#### Study questions
• a. In the article below about a traveler's letter to American Airlines, shorten the paragraph that begins "Now, I don't know if this will be problematic" to one or two sentences and keep its main facts.
• b. According to the article below about a traveler's letter to American Airlines, on what date did Hamberger mail his doctor's note and letter to the airline?

"It was a complete surprise," Alex Hamberger, 30, of Buffalo told ABC News. "I didn’t think I would hear from them at all. I was really taken aback and really overwhelmed by the fact that someone on the other end read it and enjoyed it. So, it was so much more of a personal experience than I anticipated."
Hamberger was booked on a flight to Kansas City, Missouri on March 7 to visit his sister, brother-in-law and niece, but fell ill days before.
After his doctor advised him not to travel, Hamberger called to cancel his flight. American Airlines informed him he would be charged a $200 fee.
Later, on April 4, Hamberger called the airline to change his flight to a different date.
"When I spoke with the representative I said, 'I had to cancel that trip because I was sick. Is there anyway I can get that fee waived?'" he explained.
But, as it turned out, he would have to send in an explanation by mail. "I was just going to write a letter and send in the doctor's note. That's when I had the idea to take it a little further and get a little creative with it."
On April 24, Hamberger sent his doctor's note to American Airlines, along with a witty letter.
It read, in part:
“Dear Most Kind and Benevolent American Airlines Customer Service Staff Member, I write to you with the hopes that you may take mercy on me and afford a little sympathy for this flyer who was taken quite ill and had to postpone his trip to see his beloved niece.”
Hamberger described how he began to feel sick before his trip:“It was a Monday night and I was getting so excited for my upcoming trip to visit my sister, brother-in-law, and niece who was about to turn 6 months old that Thursday! I started to feel a little sinus pressure that night, nothing major but enough to give me pause.”
He went on to explain in the letter that, when he subsequently visited the doctor, he was surprised by the news that what he thought were mild symptoms were actually much more serious.
He was glad for the diagnosis and explained that, “canceling my trip to visit my infant niece was the best thing that could have happened; had I visited her and she gotten sick, it literally could have killed her.”
"Now, I don’t know if this will be problematic or not, but I just recently rebooked my trip and I’ve already paid the $200 change fee," he continued in the letter. "So I now realize there may be 356 reasons you can’t refund this to me, but I figure it’s always worth a shot! If it’s possible in any way to recoup this $200 I’d be forever grateful."
He went on to assure the reader that he was not one of the “testy and ornery travelers” that employees must deal with and thanked the airline for “all you do to make the travel dreams of flyers such as myself a reality.”

#### Excerpted records
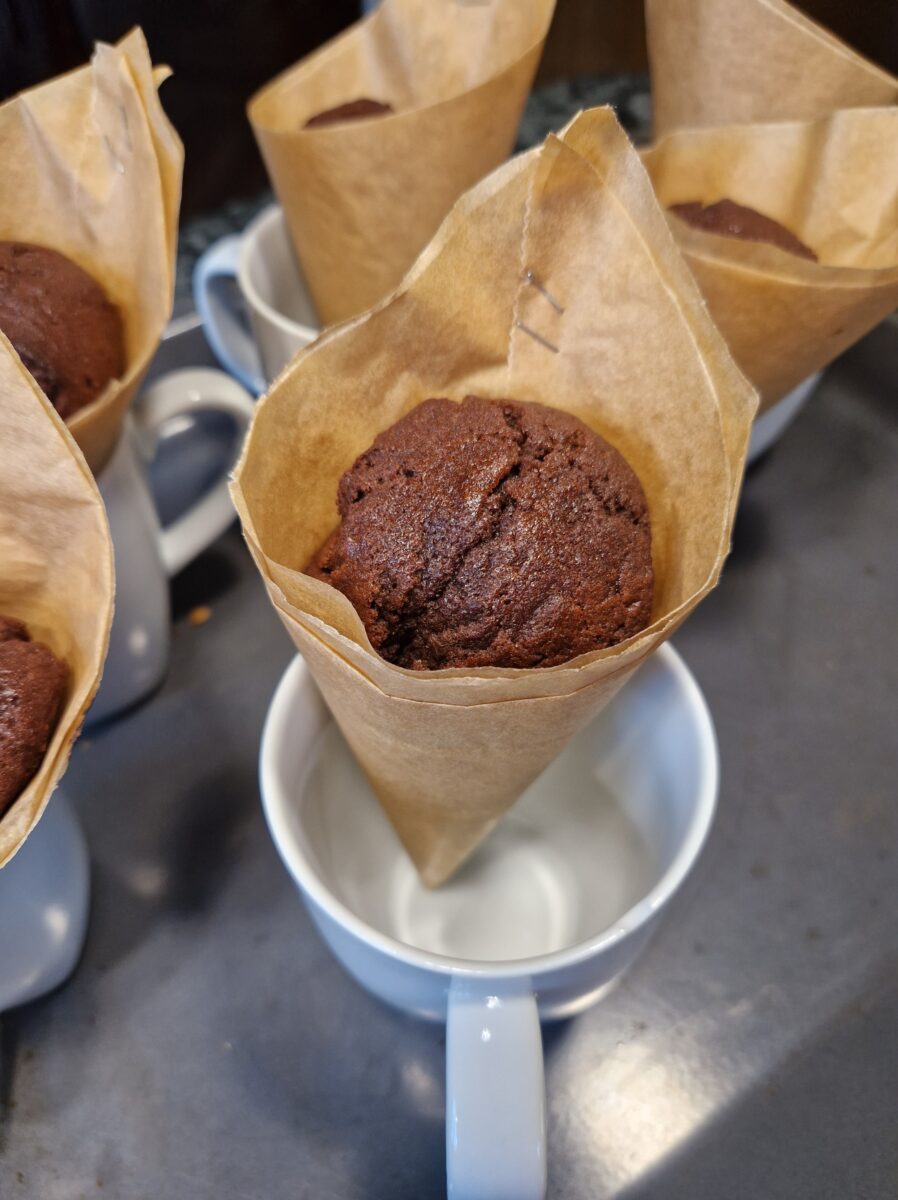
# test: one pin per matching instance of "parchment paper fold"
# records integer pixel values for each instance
(833, 183)
(731, 61)
(363, 199)
(55, 567)
(633, 354)
(93, 168)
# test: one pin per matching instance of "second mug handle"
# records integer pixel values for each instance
(179, 394)
(226, 328)
(495, 1093)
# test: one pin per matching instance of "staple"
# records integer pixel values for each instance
(536, 336)
(530, 277)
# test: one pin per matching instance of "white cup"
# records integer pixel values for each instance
(147, 556)
(550, 911)
(281, 315)
(772, 425)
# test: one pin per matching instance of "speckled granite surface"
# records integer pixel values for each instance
(548, 109)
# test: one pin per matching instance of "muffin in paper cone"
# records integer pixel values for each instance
(728, 61)
(93, 169)
(833, 183)
(55, 568)
(361, 199)
(633, 354)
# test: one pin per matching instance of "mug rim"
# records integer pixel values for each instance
(313, 888)
(249, 239)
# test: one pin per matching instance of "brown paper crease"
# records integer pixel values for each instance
(55, 567)
(638, 359)
(363, 199)
(93, 168)
(833, 183)
(732, 61)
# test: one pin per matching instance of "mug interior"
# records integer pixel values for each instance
(271, 279)
(592, 847)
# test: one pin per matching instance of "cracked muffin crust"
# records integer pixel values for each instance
(491, 533)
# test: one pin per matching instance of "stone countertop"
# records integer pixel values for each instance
(548, 109)
(208, 1044)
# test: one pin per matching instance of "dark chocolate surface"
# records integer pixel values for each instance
(731, 220)
(352, 111)
(64, 328)
(491, 533)
(33, 683)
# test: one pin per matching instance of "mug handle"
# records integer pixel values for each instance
(178, 394)
(495, 1093)
(225, 318)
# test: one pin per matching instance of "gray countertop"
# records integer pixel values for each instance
(208, 1045)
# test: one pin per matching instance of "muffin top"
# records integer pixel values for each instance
(351, 111)
(491, 533)
(64, 328)
(732, 220)
(33, 683)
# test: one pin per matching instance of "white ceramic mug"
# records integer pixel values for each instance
(545, 917)
(772, 425)
(281, 315)
(147, 555)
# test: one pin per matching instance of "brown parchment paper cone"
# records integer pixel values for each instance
(55, 567)
(833, 183)
(732, 61)
(363, 199)
(93, 168)
(638, 359)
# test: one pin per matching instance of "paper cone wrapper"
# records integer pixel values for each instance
(634, 355)
(732, 61)
(57, 571)
(363, 199)
(93, 169)
(833, 183)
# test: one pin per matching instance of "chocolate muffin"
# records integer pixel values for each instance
(731, 220)
(33, 684)
(64, 328)
(491, 533)
(352, 111)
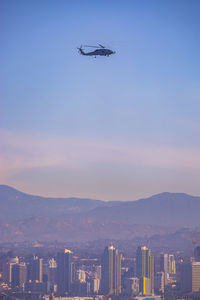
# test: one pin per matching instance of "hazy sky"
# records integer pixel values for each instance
(115, 128)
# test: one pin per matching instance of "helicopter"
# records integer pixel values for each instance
(100, 50)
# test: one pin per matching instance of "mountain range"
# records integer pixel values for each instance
(28, 217)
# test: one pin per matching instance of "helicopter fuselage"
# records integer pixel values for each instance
(101, 52)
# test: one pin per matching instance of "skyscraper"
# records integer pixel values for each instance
(18, 275)
(64, 272)
(197, 253)
(34, 269)
(111, 271)
(195, 276)
(145, 266)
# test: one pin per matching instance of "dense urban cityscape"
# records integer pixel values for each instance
(63, 275)
(99, 150)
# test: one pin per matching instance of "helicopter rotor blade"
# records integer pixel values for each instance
(91, 46)
(101, 46)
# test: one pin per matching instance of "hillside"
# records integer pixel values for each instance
(27, 217)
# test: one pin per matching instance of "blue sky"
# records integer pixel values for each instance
(114, 128)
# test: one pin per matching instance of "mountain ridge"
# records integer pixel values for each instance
(21, 218)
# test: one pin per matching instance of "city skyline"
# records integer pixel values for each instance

#### Responses in order
• a. In his letter, Hamberger said he had recently rebooked his trip and already paid the $200 change fee. He admitted there might be 356 reasons it couldn't be refunded, but he thought it was worth asking and would be forever grateful to get the $200 back.

• b. April 24.